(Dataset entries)
★ ★ ★ ★ ★ ★ ★

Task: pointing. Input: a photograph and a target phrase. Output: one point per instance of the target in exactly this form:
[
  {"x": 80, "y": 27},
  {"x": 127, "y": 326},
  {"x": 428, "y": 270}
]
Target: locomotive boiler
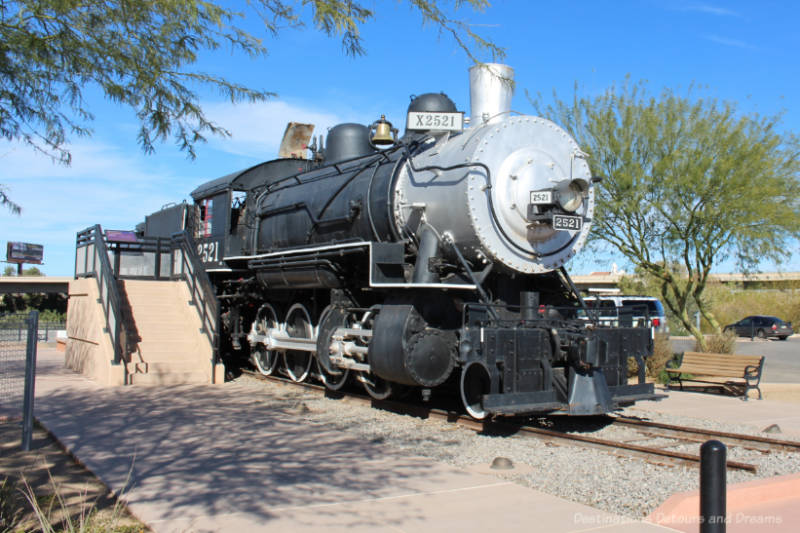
[{"x": 428, "y": 261}]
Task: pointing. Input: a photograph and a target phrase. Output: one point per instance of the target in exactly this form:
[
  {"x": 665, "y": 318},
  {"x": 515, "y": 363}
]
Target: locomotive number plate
[
  {"x": 427, "y": 121},
  {"x": 567, "y": 222},
  {"x": 541, "y": 197}
]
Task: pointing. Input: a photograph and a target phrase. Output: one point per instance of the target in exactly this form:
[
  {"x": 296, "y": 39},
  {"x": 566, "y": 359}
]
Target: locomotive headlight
[{"x": 570, "y": 197}]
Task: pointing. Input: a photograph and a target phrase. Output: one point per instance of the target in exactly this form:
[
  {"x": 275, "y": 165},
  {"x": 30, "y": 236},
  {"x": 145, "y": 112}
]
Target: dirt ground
[{"x": 64, "y": 490}]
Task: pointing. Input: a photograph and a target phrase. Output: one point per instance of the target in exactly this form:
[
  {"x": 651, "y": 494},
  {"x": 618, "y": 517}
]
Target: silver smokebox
[{"x": 491, "y": 86}]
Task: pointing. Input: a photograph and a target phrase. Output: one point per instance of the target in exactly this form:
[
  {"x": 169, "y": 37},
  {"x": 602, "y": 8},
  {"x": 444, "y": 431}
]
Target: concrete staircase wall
[
  {"x": 89, "y": 349},
  {"x": 172, "y": 348},
  {"x": 169, "y": 346}
]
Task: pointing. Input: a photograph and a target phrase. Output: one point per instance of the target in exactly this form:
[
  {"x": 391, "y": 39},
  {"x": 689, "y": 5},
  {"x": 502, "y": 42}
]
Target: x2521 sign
[{"x": 432, "y": 121}]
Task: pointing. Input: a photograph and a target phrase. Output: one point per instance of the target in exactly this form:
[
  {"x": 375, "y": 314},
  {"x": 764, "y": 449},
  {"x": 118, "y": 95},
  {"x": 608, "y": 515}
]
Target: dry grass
[{"x": 46, "y": 490}]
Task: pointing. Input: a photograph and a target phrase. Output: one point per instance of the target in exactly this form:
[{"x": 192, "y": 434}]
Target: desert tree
[
  {"x": 143, "y": 55},
  {"x": 687, "y": 183}
]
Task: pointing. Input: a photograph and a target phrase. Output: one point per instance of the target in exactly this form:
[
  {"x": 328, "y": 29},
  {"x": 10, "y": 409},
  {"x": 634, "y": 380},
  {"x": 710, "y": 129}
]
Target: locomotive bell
[{"x": 384, "y": 133}]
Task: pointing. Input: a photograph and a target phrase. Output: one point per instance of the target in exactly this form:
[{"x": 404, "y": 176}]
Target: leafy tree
[
  {"x": 142, "y": 54},
  {"x": 687, "y": 183}
]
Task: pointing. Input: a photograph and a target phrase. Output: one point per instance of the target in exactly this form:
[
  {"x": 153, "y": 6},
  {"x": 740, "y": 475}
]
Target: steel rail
[
  {"x": 750, "y": 442},
  {"x": 541, "y": 433}
]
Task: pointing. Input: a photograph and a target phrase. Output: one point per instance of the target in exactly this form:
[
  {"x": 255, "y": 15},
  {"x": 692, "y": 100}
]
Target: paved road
[{"x": 782, "y": 363}]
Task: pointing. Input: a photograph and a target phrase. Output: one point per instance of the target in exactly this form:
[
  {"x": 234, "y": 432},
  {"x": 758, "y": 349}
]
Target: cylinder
[{"x": 491, "y": 86}]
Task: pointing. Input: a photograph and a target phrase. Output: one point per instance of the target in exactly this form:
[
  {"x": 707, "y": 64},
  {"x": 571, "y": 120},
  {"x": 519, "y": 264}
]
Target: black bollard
[{"x": 712, "y": 487}]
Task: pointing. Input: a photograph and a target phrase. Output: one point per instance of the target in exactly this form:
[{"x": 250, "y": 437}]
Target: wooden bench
[{"x": 746, "y": 368}]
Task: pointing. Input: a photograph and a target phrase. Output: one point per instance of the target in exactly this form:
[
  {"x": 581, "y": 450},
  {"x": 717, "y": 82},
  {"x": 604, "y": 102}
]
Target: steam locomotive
[{"x": 428, "y": 261}]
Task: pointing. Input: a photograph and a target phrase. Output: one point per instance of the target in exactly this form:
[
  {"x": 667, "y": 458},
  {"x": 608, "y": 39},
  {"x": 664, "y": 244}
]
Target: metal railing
[
  {"x": 91, "y": 260},
  {"x": 186, "y": 265},
  {"x": 126, "y": 257}
]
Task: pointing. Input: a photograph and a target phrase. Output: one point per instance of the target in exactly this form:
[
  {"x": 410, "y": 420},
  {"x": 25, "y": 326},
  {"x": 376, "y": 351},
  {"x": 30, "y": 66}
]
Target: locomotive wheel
[
  {"x": 475, "y": 382},
  {"x": 298, "y": 325},
  {"x": 265, "y": 361},
  {"x": 333, "y": 377}
]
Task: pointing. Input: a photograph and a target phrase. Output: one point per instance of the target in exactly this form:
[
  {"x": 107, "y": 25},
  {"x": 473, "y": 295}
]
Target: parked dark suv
[{"x": 761, "y": 327}]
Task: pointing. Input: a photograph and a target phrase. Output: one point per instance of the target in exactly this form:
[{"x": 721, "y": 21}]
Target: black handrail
[
  {"x": 184, "y": 264},
  {"x": 204, "y": 297},
  {"x": 106, "y": 283}
]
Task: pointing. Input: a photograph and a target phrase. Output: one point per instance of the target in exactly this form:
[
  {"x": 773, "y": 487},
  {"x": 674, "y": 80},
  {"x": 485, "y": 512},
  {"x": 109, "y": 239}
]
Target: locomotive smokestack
[{"x": 491, "y": 86}]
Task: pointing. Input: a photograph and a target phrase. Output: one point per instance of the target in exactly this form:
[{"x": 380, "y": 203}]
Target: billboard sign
[{"x": 24, "y": 252}]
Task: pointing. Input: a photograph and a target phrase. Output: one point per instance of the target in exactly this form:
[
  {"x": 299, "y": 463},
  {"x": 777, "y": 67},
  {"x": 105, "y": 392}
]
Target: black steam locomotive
[{"x": 432, "y": 260}]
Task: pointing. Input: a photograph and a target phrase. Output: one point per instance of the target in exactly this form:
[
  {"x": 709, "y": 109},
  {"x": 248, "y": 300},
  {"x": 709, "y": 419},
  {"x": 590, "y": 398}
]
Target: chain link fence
[
  {"x": 13, "y": 349},
  {"x": 18, "y": 368}
]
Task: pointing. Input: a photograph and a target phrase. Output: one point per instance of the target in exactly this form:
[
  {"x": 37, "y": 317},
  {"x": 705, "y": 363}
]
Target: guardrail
[
  {"x": 186, "y": 265},
  {"x": 91, "y": 260},
  {"x": 126, "y": 256}
]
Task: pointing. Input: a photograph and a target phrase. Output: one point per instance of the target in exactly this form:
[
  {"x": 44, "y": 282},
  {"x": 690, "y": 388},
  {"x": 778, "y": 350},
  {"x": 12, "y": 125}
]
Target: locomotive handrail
[
  {"x": 101, "y": 270},
  {"x": 189, "y": 268}
]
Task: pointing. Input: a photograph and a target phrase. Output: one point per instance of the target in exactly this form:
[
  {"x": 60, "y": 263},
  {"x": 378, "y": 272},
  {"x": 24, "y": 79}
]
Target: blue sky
[{"x": 742, "y": 51}]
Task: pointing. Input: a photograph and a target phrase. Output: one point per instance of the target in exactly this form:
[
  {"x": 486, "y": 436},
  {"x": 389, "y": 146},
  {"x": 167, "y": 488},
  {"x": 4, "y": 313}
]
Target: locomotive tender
[{"x": 435, "y": 260}]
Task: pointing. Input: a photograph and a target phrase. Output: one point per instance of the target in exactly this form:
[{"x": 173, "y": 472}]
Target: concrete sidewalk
[
  {"x": 756, "y": 413},
  {"x": 217, "y": 458}
]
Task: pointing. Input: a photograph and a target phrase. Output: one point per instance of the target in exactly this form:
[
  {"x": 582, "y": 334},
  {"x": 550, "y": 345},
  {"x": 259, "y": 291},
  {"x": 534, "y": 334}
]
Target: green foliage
[
  {"x": 688, "y": 182},
  {"x": 141, "y": 54},
  {"x": 718, "y": 343},
  {"x": 6, "y": 202}
]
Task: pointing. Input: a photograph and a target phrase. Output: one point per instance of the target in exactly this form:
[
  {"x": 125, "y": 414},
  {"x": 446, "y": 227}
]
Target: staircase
[{"x": 171, "y": 347}]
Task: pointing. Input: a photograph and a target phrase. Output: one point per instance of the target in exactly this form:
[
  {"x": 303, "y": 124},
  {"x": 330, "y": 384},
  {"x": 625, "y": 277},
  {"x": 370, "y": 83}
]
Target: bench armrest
[{"x": 752, "y": 371}]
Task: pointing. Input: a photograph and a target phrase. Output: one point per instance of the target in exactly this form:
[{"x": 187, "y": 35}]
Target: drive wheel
[
  {"x": 298, "y": 326},
  {"x": 332, "y": 376},
  {"x": 265, "y": 361}
]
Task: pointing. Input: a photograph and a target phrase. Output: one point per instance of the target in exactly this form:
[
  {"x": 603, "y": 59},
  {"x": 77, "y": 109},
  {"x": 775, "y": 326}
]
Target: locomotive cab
[{"x": 225, "y": 211}]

★ ★ ★ ★ ★ ★ ★

What is asked: Find every line in the records that contains the word "steam", and copy each of those lines.

Task solution:
Target: steam locomotive
Target: black steam locomotive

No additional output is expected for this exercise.